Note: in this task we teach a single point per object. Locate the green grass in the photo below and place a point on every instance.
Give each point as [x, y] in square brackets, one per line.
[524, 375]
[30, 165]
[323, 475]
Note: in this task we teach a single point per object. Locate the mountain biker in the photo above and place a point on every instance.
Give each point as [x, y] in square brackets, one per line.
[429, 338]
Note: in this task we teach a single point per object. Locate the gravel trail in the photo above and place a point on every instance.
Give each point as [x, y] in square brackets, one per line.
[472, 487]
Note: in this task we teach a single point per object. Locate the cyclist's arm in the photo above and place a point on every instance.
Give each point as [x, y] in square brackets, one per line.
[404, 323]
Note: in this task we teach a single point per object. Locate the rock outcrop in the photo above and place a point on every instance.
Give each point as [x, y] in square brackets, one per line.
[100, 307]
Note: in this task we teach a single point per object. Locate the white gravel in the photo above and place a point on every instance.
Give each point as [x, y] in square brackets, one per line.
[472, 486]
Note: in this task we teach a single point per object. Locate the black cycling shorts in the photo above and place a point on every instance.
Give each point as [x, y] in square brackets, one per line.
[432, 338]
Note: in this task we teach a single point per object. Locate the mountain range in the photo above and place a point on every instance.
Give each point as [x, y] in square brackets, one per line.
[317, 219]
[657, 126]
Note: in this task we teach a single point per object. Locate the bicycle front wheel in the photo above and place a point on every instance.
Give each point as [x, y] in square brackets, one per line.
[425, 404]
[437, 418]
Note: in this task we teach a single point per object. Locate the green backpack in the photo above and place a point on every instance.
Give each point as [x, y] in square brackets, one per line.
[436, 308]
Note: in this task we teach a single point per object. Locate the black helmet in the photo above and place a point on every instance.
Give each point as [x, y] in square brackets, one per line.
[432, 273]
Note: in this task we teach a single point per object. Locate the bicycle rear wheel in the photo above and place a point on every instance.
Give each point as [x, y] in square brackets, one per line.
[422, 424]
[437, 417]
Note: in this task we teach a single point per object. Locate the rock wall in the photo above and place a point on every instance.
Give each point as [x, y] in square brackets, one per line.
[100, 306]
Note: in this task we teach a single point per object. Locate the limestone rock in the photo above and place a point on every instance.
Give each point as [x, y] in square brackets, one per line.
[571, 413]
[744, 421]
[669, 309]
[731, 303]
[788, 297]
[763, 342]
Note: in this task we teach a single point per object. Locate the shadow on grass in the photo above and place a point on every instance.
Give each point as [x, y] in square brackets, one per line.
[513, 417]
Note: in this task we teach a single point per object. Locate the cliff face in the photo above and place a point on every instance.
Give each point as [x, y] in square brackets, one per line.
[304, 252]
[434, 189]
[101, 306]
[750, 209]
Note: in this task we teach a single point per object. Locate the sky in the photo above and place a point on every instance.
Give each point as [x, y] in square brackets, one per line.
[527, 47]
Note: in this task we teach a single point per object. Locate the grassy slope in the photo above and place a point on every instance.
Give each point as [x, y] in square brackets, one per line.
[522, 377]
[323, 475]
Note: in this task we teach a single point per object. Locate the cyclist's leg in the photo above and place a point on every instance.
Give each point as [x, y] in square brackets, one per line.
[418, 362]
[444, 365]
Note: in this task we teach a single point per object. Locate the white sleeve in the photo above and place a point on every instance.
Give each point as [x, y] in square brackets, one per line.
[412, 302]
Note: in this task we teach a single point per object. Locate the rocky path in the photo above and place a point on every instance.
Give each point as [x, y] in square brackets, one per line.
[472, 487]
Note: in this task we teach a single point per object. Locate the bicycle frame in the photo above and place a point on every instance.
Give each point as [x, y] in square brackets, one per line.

□ □ □ □ □

### [About this exercise]
Return all the data exactly as given.

### [Task output]
Note: in this task we teach a single point per object. Locate the green grass in the photo below and place a point on every instance.
Give each point as [x, y] in square brackets, one per line.
[524, 375]
[30, 165]
[323, 475]
Note: in this task we teach a single point per object. Locate the mountain biker in the photo above and place a point on every instance.
Give each point as [x, y] in square brackets, one per line.
[429, 338]
Note: in this task we teach a single point per object. Locate the gravel trail in the photo above and place a point on every instance.
Give each point as [x, y] in square brackets, one per line.
[472, 487]
Note: in this task we teach a single point per object. Locate the cyclist's arm in the photo above and place a point on every instance.
Give each point as [x, y] in square brackets, one per line.
[404, 323]
Note: in this task we teach a single point per object. Locate the rock outcrop in the photo above and place a point on every instance.
Give each point as [x, y] in square brackets, one per line.
[100, 307]
Note: in this task we teach a single point per object. Locate the white gravel in the photo above and place a point on every instance.
Give each point as [x, y] in square brackets, one per line.
[472, 486]
Note: in this task we teach a single point per object. Locate the black cycling shorts in the photo above and place a point on every instance.
Give each point as [x, y] in square brackets, one per line.
[432, 338]
Note: in this task we teach a single point per object. Locate the mountain range in the photo above and place a point on every instance.
Give each point as [x, y] in square brackets, one per line.
[317, 219]
[657, 126]
Note: in this task we teach a single point per object. Locate the bicycle front wheel in the photo above and place a point on every instance.
Give each point as [x, y] in square brackets, one per line.
[425, 404]
[437, 418]
Note: in this task we teach a single point per object. Locate the green backpack in the photo above and place a point on every instance.
Give each point as [x, y] in square brackets, one per line.
[436, 308]
Note: in this task we teach a single point per object. Locate the black helmet in the photo above and place a point on every instance.
Give each point as [x, y] in square brackets, one per line.
[432, 273]
Note: in this task we teach a single point per object. Locate the bicycle rear wheel in the photo above and place a point on every instance.
Give each point as [x, y] in square brackets, one per line.
[422, 424]
[437, 417]
Note: in this task we teach a single point per object. Locate the rock wall in the photo above and place a point on every instance.
Give each point as [x, y] in square brackets, one per line.
[100, 306]
Note: in this task we teach a single point per object. Locate the limestone rock in the photo above and place a point on every instance.
Give each point as [x, y] in square brackets, one per line.
[571, 413]
[744, 421]
[669, 309]
[731, 303]
[788, 297]
[763, 342]
Note: in this task we teach a single point per object. Locate the shadow on grass in the photo above and place a point on every instance.
Give each point as [x, y] in square brackets, one per line.
[513, 417]
Note: in this task we teach a single point per object. Locate the cliff face in the photo above and place a point on every instance.
Give each point as [x, y] in square brackets, one per line.
[304, 252]
[434, 189]
[101, 306]
[750, 209]
Note: in this task we teach a single point per object. Locate the sky in the photo above and place a point on every instance.
Give each point as [x, y] in square brackets, one per line.
[527, 47]
Note: in this task we teach a single point per object. Locate the grassy slope in the photo above and place a point on every instance.
Give each point as [x, y] in square brackets, one per line.
[522, 377]
[323, 475]
Note: in this task we teach a single point per object. Locate the cyclist's leg in the photo above and place a point on every instance.
Give each point as [x, y] in square brackets, one per line.
[418, 362]
[444, 365]
Note: in this task we teach a single point per object. Locate the white sleeve in the photo above and place a point on every instance.
Give each point as [x, y] in square brackets, one per line.
[412, 302]
Note: in this task we teach a single point per object. Locate the rocky path in the photo above and place a point on every instance.
Give each point as [x, y] in square brackets, one per line.
[472, 487]
Note: in this task we teach a single point per object. Locate the bicycle frame in the photo above and place a point on every instance.
Give each point as [x, y] in square brackets, one per line.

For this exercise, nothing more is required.